Hayatımda hiç bu kadar sebze yediğimi hatırlamıyorum. Ispanak, pırasa, kereviz, lahana ne bulsam yiyorum. Maaile ot obur olduk vallahi. Elbette balık ve et de tüketiyoruz ama sebze önceliğimiz. Çünkü güçlü bir bağışıklık için bağırsak sisteminin saat gibi çalışması önemli. Sebzeler hem bunu sağlıyor hem de vitamin olarak çok zenginler.
İşte, saydığım sebzelerin arasında bana göre en favori olanı lahana. Salgından önce suyunu içerek zayıflama aracı olarak gördüğümüz lahana vücudumuzun en büyük destekçisi. Birçok yemeği var lahananın. Ben hepsini severim. Çorbası da, bol acılı kapuskası da şahane olur. Amaa bir sarması olur kii, sormayın gitsin. Bugüne kadar sağ olsun sevgili kayınvalidem Serpil Sayan ne zaman istesek yapardı. Gel gelelim bu salgın bizim sarmayı bile etkiledi. Neredeyse 7 aydır, bırakın aynı sofrada yemek yemeyi, doğru dürüst görüşemiyoruz bile. Hal böyle olunca eşim Ebru ile “Yetti bu lahana sarmasızlık, iş başa düştü, yaparız biz bunu” dedik ve taşın altına elimizi koyduk.

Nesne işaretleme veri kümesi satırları
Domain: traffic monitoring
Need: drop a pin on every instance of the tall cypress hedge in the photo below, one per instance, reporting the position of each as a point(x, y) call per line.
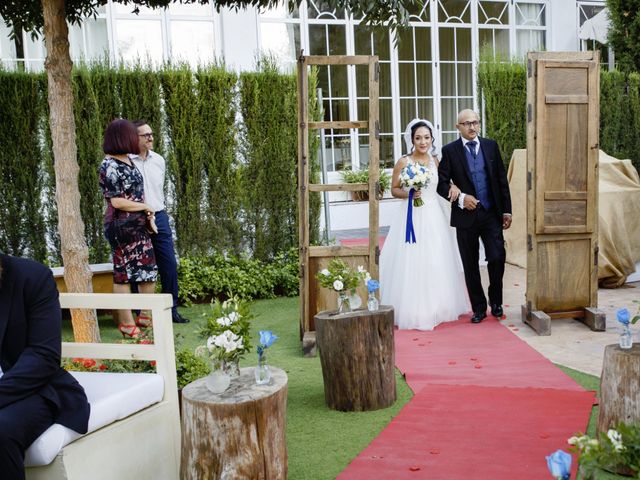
point(216, 128)
point(269, 109)
point(89, 130)
point(503, 87)
point(503, 91)
point(224, 180)
point(22, 218)
point(185, 157)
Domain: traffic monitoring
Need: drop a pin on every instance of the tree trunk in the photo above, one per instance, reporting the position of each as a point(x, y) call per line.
point(358, 359)
point(619, 387)
point(75, 253)
point(238, 434)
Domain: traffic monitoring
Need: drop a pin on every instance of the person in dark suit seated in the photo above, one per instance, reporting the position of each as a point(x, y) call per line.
point(35, 391)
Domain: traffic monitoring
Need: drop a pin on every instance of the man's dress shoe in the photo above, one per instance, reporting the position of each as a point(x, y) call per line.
point(496, 310)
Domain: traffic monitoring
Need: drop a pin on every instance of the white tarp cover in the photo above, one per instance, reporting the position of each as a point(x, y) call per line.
point(596, 28)
point(618, 220)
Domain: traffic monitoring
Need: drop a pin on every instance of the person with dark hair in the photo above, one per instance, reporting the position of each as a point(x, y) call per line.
point(420, 269)
point(127, 220)
point(35, 391)
point(483, 210)
point(152, 166)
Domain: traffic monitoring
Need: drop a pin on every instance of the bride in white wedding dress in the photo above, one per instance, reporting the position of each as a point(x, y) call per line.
point(423, 281)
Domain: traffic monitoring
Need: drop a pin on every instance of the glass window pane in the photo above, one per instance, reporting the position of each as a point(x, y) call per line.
point(192, 41)
point(465, 79)
point(385, 79)
point(369, 43)
point(76, 45)
point(133, 46)
point(406, 78)
point(193, 9)
point(123, 9)
point(7, 47)
point(493, 12)
point(34, 49)
point(529, 40)
point(532, 14)
point(97, 38)
point(494, 41)
point(454, 11)
point(463, 44)
point(386, 118)
point(405, 45)
point(447, 44)
point(318, 44)
point(450, 111)
point(319, 9)
point(408, 111)
point(281, 40)
point(425, 108)
point(425, 79)
point(423, 43)
point(448, 79)
point(280, 11)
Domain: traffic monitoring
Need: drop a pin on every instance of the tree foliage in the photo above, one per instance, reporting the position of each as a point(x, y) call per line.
point(27, 14)
point(624, 35)
point(21, 176)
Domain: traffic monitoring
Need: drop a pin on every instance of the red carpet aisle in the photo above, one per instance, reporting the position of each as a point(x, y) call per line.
point(486, 407)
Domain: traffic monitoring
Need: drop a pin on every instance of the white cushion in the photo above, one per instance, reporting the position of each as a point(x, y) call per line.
point(112, 396)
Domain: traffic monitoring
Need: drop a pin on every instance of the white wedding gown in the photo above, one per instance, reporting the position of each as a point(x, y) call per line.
point(423, 281)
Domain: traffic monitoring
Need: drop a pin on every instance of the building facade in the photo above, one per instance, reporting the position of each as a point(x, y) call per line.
point(427, 72)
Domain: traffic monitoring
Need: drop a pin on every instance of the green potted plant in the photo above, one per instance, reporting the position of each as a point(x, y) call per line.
point(362, 176)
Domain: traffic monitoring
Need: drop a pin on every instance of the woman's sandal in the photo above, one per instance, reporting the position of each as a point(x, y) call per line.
point(143, 320)
point(131, 331)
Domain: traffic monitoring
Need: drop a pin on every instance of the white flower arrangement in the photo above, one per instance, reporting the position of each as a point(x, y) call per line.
point(340, 277)
point(415, 176)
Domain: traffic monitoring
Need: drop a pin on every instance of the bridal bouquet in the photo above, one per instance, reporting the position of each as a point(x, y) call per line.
point(341, 277)
point(415, 176)
point(226, 331)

* İstenen görevler:
(1) Lahana yazısındaki "Hayatımda hiç bu" sözlerinden "olarak çok zenginler." sözlerine kadar uzanan bölümü aynen yeniden yazın.
(2) Lahana yazısına göre salgından önce lahana sarmasını ne zaman istense yapan kişi kimdir?
(3) Lahana yazısının devamını, son cümlesinden sonrasından başlayarak yazın.
Bu satırlara ihtiyacınız olmayacak.

* Verilen cevaplar:
(1)
Hayatımda hiç bu kadar sebze yediğimi hatırlamıyorum. Ispanak, pırasa, kereviz, lahana ne bulsam yiyorum. Maaile ot obur olduk vallahi. Elbette balık ve et de tüketiyoruz ama sebze önceliğimiz. Çünkü güçlü bir bağışıklık için bağırsak sisteminin saat gibi çalışması önemli. Sebzeler hem bunu sağlıyor hem de vitamin olarak çok zenginler.

(2) Kayınvalide Serpil Sayan.

(3)
Kıymalı yapar
Gittik manava, abinin tabiriyle iki tane orta boy lahana aldık. Dedik ki, dış yapraklarını sarar ortasını turşu yaparız. Malum turşu tüketmekte bağışıklığa katkı. Kayınvalidem hep kıymalı yapar sarmayı, biz boyut değiştirdik. Bu sefer parça etli yapmaya karar verdik. Etleri olabildiğince minik doğradık önce, ardından şöyle bi kavurduk ama kızarmasına izin vermedik, yeterince pirinç, bol acı biber salçası, bol bol taze nane, dere otu, maydanoz doğradık. Bi de bastık içine sızma zeytinyağını. En sonunda da bi kavanoz yazdan yaptığımız domatesi koyduk, kavurduğumuz kuzu etini de ekledik ve işte iç harcımız hazır. Sıra geldi lahananın yapraklarını ayırmaya. Arkadaş ben hayatımda böyle lahana görmedim! Yahu bi tane fire vermez mi bi lahana? Vermedi.
İşkence!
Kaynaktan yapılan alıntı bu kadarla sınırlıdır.